------ Given passage ------
Public Submission: PA2025/0247 – Amendments to DP24/0010
Closing Midnight Friday, 12 September 2025
To: Development Assessment Services
Subject: Public Submission on PA2025/0247 – Objection due to Outdated Supporting Material
We respectfully submit this correspondence as a formal public submission regarding PA2025/0247, amending development permit DP24/0010.
1. Fragmented and Outdated Documentation
The applicant relies heavily on supplementary content from PA2022/0321 (dated 2022–2023) with only a limited set of new amended materials. This forces both the community and the DCA to navigate disparate, outdated documents rather than a clear, consolidated package. Procedural fairness requires an up-to-date, single submission that reflects current circumstances.
2. Traffic and Parking Assessment Lacks 2025 Context
The traffic report is based on 2019 data, with only a brief 2023 addendum referencing 2022 volumes. All of this predates the opening of the CDU City Campus (Danala | Education and Community Precinct) in October 2024.
The new campus brings substantial educational, cultural and community activity into the CBD. This has changed traffic patterns, increased parking demand, and altered pedestrian flow. None of these impacts are reflected in the applicant’s material. Without updated data, the DCA cannot reasonably assess how the additional dwellings, altered setbacks, and design changes will compound congestion and parking pressure.
------ Records for the exercise ------
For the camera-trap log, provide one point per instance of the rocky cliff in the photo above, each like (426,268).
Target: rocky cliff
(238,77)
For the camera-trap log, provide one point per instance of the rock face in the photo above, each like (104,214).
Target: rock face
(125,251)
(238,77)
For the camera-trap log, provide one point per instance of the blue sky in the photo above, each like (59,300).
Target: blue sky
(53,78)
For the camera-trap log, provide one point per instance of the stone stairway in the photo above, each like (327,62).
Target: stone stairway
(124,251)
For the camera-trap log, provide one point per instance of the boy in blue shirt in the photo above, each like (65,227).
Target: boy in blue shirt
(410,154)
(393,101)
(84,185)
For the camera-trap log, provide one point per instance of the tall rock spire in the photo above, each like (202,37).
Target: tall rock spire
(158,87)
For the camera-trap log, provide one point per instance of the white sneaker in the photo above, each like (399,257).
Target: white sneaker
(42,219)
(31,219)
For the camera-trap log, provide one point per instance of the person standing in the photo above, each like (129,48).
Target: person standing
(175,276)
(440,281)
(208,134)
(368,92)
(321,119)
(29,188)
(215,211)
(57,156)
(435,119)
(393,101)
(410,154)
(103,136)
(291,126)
------
§ **Tasks to perform**
a – Rewrite the entries from the line holding "each like (59,300)." through the last entry, inclusive, with "camera-trap log" changed to "field survey" and everything else unchanged.
b – Continue the public submission objecting to PA2025/0247 from the point where it stops.

§ **Outputs for the tasks**
a –
For the field survey, provide one point per instance of the blue sky in the photo above, each like (59,300).
Target: blue sky
(53,78)
For the field survey, provide one point per instance of the stone stairway in the photo above, each like (327,62).
Target: stone stairway
(124,251)
For the field survey, provide one point per instance of the boy in blue shirt in the photo above, each like (65,227).
Target: boy in blue shirt
(410,154)
(393,101)
(84,185)
For the field survey, provide one point per instance of the tall rock spire in the photo above, each like (202,37).
Target: tall rock spire
(158,87)
For the field survey, provide one point per instance of the white sneaker in the photo above, each like (399,257).
Target: white sneaker
(42,219)
(31,219)
For the field survey, provide one point per instance of the person standing in the photo above, each like (129,48).
Target: person standing
(175,276)
(440,281)
(208,134)
(368,92)
(321,119)
(29,188)
(215,211)
(57,156)
(435,119)
(393,101)
(410,154)
(103,136)
(291,126)

b –
3. Legal and Procedural Concerns
– Clause 1.10(1) of the NT Planning Scheme 2020 allows the DCA to assess only the proposed amendments. But this does not excuse the absence of relevant, timely supporting evidence.
– Under the Planning Act 1999, the DCA must consider current impacts, land capability, and infrastructure needs. Outdated traffic and parking data prevent proper evaluation.
– Relying on stale and fragmented documents risks breaching procedural fairness, undermines transparency, and could expose any approval to legal challenge.
4. Community Expectation and Procedural Fairness
Residents are entitled to assess proposals with information that is:
– Timely — reflecting current realities (e.g. CDU activity).
– Consolidated — not spread across multiple prior applications.
– Usable — enabling independent analysis and meaningful comment.
The current documentation fails all three tests. It places residents at a disadvantage and undermines the integrity of the process.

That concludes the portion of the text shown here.